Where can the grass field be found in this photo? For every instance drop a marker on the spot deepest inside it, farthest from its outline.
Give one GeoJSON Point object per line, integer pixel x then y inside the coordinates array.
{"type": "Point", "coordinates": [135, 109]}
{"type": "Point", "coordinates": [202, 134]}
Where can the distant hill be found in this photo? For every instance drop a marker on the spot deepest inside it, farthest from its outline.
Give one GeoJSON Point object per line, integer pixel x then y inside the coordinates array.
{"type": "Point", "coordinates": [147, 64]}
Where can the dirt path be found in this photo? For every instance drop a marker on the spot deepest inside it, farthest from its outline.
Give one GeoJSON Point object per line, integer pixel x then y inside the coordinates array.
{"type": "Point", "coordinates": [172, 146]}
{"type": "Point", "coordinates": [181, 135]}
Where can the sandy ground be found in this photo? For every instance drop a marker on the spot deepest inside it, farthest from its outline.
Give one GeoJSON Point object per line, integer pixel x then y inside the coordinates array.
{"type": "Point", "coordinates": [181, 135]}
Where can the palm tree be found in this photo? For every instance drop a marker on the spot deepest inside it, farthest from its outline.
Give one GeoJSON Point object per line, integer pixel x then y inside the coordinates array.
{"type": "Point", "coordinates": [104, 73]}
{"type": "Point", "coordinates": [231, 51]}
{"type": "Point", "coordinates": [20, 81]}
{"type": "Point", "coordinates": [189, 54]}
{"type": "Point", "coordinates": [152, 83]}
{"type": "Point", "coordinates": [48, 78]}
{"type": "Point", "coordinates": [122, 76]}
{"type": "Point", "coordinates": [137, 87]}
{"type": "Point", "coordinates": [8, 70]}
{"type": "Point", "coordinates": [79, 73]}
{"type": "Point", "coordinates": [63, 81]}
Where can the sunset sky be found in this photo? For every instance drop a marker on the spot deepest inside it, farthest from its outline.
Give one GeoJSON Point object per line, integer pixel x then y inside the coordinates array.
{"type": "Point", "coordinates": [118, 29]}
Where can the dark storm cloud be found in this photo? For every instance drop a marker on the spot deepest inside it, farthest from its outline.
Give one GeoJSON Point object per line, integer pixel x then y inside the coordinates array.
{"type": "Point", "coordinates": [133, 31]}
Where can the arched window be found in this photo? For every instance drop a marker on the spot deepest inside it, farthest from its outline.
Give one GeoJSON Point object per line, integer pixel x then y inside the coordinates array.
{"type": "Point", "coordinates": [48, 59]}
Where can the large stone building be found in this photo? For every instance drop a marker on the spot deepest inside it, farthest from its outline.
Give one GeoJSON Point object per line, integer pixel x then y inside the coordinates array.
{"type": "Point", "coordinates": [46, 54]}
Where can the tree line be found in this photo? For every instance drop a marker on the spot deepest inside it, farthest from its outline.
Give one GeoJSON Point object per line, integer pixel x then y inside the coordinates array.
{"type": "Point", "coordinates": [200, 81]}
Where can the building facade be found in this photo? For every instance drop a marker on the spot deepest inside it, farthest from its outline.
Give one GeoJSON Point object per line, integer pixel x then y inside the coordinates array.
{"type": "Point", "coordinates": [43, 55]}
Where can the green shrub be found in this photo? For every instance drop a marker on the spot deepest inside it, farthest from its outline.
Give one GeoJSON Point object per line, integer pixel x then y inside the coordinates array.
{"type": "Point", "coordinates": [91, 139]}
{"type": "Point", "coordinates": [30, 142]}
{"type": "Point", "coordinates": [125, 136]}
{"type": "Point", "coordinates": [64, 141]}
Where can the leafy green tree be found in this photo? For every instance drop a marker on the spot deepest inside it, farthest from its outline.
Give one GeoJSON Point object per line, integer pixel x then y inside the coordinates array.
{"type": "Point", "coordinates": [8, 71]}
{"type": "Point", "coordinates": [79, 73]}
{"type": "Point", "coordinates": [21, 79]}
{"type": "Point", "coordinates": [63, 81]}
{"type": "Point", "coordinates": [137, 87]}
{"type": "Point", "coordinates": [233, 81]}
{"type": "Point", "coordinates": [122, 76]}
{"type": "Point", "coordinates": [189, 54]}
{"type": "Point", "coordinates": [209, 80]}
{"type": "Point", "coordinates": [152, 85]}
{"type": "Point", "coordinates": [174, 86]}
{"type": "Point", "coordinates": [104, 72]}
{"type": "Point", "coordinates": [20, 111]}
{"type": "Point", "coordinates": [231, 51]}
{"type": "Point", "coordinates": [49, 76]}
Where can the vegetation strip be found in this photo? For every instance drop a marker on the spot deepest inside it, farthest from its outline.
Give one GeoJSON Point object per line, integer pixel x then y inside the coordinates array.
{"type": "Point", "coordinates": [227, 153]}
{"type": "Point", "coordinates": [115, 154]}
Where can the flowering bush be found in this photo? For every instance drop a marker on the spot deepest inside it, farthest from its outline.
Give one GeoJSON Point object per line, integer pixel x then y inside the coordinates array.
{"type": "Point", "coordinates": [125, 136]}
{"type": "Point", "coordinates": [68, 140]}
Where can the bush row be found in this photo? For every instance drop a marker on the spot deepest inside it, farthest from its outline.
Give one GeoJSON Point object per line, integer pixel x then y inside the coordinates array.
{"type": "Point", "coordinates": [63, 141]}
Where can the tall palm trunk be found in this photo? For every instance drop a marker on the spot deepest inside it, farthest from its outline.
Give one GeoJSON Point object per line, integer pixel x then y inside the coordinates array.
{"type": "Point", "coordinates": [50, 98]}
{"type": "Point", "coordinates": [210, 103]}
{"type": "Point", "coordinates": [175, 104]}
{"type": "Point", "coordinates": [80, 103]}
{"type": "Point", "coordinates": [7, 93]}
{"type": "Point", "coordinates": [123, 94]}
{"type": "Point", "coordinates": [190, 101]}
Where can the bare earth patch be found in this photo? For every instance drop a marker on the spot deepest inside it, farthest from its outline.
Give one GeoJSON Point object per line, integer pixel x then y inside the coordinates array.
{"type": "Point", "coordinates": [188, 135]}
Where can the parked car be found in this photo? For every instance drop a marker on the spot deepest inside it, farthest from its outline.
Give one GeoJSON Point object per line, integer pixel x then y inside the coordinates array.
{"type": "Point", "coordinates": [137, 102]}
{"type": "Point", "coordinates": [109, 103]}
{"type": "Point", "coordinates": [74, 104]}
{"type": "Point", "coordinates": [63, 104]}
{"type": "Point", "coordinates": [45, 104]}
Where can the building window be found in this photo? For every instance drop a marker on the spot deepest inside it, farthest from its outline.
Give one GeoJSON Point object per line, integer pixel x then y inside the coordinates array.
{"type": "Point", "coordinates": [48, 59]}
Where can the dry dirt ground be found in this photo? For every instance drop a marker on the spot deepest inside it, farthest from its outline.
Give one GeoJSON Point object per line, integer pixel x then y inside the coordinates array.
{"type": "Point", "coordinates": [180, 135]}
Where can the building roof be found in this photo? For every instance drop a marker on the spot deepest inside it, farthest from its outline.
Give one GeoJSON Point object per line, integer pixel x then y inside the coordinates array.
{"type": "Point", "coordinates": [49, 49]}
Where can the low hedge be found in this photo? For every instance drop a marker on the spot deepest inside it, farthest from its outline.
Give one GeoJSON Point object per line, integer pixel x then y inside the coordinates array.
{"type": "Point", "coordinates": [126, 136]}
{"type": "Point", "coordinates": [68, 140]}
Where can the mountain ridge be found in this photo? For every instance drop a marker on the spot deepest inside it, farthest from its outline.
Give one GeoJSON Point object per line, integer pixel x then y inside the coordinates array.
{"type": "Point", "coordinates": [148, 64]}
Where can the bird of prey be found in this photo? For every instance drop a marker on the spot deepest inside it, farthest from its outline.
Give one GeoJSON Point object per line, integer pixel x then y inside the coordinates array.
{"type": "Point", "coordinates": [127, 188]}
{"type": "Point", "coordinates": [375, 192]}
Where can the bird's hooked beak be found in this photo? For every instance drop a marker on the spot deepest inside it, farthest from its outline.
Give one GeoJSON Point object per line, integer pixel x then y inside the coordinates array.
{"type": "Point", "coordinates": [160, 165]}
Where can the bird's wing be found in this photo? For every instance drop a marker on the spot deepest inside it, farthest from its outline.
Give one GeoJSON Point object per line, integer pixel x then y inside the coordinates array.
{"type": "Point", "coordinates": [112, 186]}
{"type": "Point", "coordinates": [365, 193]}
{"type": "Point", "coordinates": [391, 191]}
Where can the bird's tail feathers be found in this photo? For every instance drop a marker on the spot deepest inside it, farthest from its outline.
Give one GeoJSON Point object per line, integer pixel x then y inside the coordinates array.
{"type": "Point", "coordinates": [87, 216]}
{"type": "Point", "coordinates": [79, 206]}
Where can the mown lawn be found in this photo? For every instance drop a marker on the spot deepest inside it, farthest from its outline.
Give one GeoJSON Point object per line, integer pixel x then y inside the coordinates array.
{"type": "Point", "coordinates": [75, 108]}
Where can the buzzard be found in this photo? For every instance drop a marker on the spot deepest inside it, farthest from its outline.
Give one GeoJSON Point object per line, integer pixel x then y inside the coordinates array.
----------
Stated exercise>
Take the line with "Where can the bird's tail" and all lines after it to the last line, and reproduce them exactly.

The result>
Where can the bird's tail feathers be found in this photo? For every instance drop a marker on the spot deepest inside it, farthest from its outline.
Give one GeoJSON Point object per line, integer pixel x then y inside the coordinates array.
{"type": "Point", "coordinates": [87, 216]}
{"type": "Point", "coordinates": [79, 206]}
Where can the mown lawn be found in this photo? For every instance drop a marker on the spot deepest inside it, farthest from its outline.
Give one GeoJSON Point object per line, integer pixel x then y inside the coordinates array.
{"type": "Point", "coordinates": [75, 108]}
Where can the buzzard be found in this photo? For every instance drop a marker on the spot deepest inside it, farthest from its outline.
Give one GeoJSON Point object per line, integer pixel x then y inside the coordinates array.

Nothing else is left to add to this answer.